Ich rede meist über leichte Dinge, wie Herkunft, Beruf, Familie oder Hobbies – falls diese zur Sprache kommen. Manchmal erzähle ich auch von mir, meinen verschiedenen beruflichen Tätigkeiten oder meinem Werdegang. Zur Zeit erzähle ich gerne, dass wir gerade ein Haus oder Bauplatz suchen. Die meisten Menschen in meinem Alter oder älter können da gut mitreden und Tipps geben. Auch gut sind Themen wie Filme, Bücher oder Musik.
Welche Fallen sollte man vermeiden?
Ich versuche kritische Punkte zu vermeiden, bei denen oft Meinungsverschiedenheit herrscht und man gegebenenfalls in einen Konflikt gerät. Das kann bei Politik oder Religion sehr schnell passieren.
Alexandra Elflein, 37, Wirtschaftspsychologin und Business-Coach aus Karlsruhe
Wie kommt man ins Gespräch?
Über das was gerade um einen herum passiert. Es gibt was zu essen? Man fragt sein Gegenüber wie es schmeckt. Es regnet oder ist kalt? Man spricht übers Wetter.
Am Leichtesten gelingt der Einstieg entweder mit Allerweltsthemen oder auf die konkrete Situation bezogen. Beispiel:
Wenn ich Bewerber am Empfang abhole, stelle ich immer eine Frage in die Richtung „Haben Sie gut hierher gefunden?“ oder „Wie war die Fahrt?“ Das ist ein toller Eisbrecher. Außerdem können die Menschen mit der Beantwortung Stress abbauen, indem sie von sich und ihren Empfindungen erzählen. Ich zeige Interesse am Befinden der Person und erreiche damit, dass der Bewerber sich beruhigt und wir entspannter in unser Gespräch starten können.
Worüber redet man?
Über Leichtes und/oder Alltägliches. Die Baustelle auf der Kaiserstraße in Karlsruhe, bevorstehende Feiertage oder über den Klassiker: das Wetter.
Welche Fallen sollte man vermeiden?
Die 3 klassischen No Go Themen beim Smalltalk sind Politik, Religion und Geld. Des Weiteren alle Themen die „schwer verdaulich“ sind (Bspw. Tod, schwere Verluste o.ä.) und „Reizthemen“, also Sachverhalte die stark polarisieren und/oder starke Emotionen auslösen könnten. Aktuelles Beispiel: Die derzeit immer wieder aufflammende Debatte zum Thema Flüchtlinge in Deutschland.

» **Zu erledigende Aufgaben**
A - Wie lautet der Auszug über Smalltalk von „Über das was“ bis hinunter zu „Klassiker: das Wetter.“, wenn man darin „Eisbrecher“ durch „Türöffner“ ersetzt?
B - Wie ließe sich der Auszug über Smalltalk nach seinem letzten Satz weiterführen? Schreiben Sie die Fortsetzung.

Annotationsdaten zur Objektlokalisierung
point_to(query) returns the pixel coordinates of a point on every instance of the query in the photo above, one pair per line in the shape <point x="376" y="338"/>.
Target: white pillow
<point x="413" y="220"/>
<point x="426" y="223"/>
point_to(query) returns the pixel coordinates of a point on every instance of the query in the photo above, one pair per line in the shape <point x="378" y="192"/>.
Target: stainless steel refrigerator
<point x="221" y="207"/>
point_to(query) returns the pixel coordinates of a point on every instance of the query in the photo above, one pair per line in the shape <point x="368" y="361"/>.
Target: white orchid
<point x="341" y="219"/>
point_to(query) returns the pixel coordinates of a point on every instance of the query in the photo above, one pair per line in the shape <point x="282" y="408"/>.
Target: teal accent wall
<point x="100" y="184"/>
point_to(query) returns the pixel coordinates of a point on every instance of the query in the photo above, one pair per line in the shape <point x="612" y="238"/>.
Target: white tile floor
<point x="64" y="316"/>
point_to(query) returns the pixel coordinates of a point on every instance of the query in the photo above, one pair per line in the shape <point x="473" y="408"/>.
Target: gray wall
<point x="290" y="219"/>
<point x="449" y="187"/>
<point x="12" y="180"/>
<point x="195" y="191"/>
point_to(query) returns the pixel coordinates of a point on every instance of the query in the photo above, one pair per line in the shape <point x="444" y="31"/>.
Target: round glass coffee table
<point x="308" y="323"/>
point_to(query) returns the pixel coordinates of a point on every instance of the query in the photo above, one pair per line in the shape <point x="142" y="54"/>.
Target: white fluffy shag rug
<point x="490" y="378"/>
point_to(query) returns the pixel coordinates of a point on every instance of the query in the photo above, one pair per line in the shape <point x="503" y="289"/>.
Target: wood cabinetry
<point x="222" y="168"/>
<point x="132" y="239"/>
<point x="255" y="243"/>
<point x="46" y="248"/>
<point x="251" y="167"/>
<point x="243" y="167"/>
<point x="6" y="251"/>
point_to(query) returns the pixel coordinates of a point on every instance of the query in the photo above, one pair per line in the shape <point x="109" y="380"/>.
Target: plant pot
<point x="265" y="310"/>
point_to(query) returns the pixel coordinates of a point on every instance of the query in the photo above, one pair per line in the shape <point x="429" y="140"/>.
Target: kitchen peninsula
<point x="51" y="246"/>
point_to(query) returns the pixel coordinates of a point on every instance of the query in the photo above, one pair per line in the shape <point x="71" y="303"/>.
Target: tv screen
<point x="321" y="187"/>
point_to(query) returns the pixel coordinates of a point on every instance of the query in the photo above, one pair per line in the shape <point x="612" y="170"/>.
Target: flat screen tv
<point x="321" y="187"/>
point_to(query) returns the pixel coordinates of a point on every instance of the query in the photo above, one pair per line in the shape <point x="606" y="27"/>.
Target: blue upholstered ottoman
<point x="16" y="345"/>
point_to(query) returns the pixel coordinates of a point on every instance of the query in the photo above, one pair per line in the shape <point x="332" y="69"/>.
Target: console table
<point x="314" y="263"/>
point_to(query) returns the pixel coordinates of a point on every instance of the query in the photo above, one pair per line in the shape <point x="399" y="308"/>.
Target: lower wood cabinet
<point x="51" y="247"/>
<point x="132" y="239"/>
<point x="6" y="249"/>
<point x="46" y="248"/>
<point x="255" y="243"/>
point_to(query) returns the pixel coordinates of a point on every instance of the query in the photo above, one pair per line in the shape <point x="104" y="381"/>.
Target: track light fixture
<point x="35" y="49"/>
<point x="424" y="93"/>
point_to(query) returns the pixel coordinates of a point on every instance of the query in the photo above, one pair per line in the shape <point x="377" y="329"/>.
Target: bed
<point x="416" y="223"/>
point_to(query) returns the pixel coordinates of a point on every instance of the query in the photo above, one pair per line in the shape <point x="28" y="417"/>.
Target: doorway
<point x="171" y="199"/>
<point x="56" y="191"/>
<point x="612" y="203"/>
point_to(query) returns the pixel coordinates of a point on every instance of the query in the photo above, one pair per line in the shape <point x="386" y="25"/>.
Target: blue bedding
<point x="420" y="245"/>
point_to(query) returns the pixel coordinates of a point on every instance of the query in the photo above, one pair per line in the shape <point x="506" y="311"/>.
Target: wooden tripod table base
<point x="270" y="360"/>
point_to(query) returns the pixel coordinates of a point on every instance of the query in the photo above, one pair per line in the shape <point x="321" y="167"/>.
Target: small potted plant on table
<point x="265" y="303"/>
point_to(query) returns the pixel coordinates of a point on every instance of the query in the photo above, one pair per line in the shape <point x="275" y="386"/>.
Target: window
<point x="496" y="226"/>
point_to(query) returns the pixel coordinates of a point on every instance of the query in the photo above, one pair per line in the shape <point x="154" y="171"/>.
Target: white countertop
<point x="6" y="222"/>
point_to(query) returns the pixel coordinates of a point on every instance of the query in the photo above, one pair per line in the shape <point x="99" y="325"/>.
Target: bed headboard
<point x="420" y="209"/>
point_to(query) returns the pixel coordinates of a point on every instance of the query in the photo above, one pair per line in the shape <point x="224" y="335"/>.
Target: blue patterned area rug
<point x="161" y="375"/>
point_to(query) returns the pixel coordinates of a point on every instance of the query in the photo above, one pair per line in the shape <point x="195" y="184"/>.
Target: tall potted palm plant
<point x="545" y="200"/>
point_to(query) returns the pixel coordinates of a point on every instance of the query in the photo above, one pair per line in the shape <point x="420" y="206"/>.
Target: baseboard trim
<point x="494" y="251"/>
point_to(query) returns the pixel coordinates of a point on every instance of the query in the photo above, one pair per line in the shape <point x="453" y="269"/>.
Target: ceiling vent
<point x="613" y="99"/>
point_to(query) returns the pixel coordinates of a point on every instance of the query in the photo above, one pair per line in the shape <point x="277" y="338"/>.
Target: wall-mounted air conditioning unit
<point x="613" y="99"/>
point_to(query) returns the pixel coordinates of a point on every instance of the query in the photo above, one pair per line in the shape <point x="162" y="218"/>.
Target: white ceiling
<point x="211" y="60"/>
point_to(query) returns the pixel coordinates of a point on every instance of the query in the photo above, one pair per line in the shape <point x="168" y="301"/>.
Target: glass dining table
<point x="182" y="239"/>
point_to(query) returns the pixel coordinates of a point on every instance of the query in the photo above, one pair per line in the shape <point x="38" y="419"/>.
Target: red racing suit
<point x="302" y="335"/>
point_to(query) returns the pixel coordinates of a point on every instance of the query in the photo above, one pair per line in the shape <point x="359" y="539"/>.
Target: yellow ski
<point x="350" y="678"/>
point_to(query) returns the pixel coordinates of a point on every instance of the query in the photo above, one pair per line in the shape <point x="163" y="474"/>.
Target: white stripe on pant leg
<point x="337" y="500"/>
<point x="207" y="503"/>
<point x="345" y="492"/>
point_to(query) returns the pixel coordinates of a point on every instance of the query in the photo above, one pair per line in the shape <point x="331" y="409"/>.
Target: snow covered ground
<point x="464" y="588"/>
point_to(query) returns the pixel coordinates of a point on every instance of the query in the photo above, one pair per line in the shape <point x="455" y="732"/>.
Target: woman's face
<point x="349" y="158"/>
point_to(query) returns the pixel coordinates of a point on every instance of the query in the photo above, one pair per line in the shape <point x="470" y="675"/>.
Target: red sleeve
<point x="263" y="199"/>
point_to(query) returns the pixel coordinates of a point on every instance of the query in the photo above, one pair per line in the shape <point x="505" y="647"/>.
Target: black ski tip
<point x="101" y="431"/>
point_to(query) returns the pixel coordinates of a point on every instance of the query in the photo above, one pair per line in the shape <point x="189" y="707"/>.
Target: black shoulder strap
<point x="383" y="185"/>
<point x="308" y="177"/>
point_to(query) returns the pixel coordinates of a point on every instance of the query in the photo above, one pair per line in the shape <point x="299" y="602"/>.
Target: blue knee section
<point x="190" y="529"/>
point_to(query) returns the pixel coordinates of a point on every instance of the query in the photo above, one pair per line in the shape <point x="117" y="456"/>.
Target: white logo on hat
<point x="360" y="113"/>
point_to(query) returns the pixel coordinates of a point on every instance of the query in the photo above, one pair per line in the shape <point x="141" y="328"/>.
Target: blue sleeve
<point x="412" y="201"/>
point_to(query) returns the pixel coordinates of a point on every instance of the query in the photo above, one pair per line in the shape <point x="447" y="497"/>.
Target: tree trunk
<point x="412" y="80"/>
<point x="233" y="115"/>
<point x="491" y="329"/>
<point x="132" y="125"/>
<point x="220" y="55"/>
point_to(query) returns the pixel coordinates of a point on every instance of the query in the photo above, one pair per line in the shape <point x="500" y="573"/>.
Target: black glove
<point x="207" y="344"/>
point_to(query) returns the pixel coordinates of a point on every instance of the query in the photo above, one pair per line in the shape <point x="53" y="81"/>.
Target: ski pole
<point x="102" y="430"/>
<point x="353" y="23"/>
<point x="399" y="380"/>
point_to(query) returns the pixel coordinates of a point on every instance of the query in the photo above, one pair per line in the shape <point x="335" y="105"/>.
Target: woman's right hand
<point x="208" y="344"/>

» **Ergebnisse der Übung**
A -
Über das was gerade um einen herum passiert. Es gibt was zu essen? Man fragt sein Gegenüber wie es schmeckt. Es regnet oder ist kalt? Man spricht übers Wetter.
Am Leichtesten gelingt der Einstieg entweder mit Allerweltsthemen oder auf die konkrete Situation bezogen. Beispiel:
Wenn ich Bewerber am Empfang abhole, stelle ich immer eine Frage in die Richtung „Haben Sie gut hierher gefunden?“ oder „Wie war die Fahrt?“ Das ist ein toller Türöffner. Außerdem können die Menschen mit der Beantwortung Stress abbauen, indem sie von sich und ihren Empfindungen erzählen. Ich zeige Interesse am Befinden der Person und erreiche damit, dass der Bewerber sich beruhigt und wir entspannter in unser Gespräch starten können.
Worüber redet man?
Über Leichtes und/oder Alltägliches. Die Baustelle auf der Kaiserstraße in Karlsruhe, bevorstehende Feiertage oder über den Klassiker: das Wetter.

B -
Anke OttE, 46, Feng Shui Beraterin aus Hamburg
Wie kommt man ins Gespräch?
Meiner Erfahrung nach ist es ziemlich egal, was ich zu Beginn sage. Wichtiger ist, wie ich es sage – also Mimik und Körpersprache, die Wertschätzung ausdrücken. Ich versuche dann „ich mag dich“ zu denken. Das klappt meistens. Der/die andere ist häufig ganz froh, dass einer einfach anfängt, das Schweigen zu brechen.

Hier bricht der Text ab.